- [Data entries]:
▬▬▬▬▬▬
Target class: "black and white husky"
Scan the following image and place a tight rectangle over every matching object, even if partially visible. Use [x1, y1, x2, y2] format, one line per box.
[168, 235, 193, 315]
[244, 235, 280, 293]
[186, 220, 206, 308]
▬▬▬▬▬▬
- [Problem statement]:
The required output is the line holding "Scan the following" plus every line after it in the data, reproduced exactly.

- [Exercise solution]:
Scan the following image and place a tight rectangle over every matching object, even if partially visible. Use [x1, y1, x2, y2] format, one line per box.
[168, 235, 193, 315]
[244, 235, 280, 293]
[186, 220, 206, 308]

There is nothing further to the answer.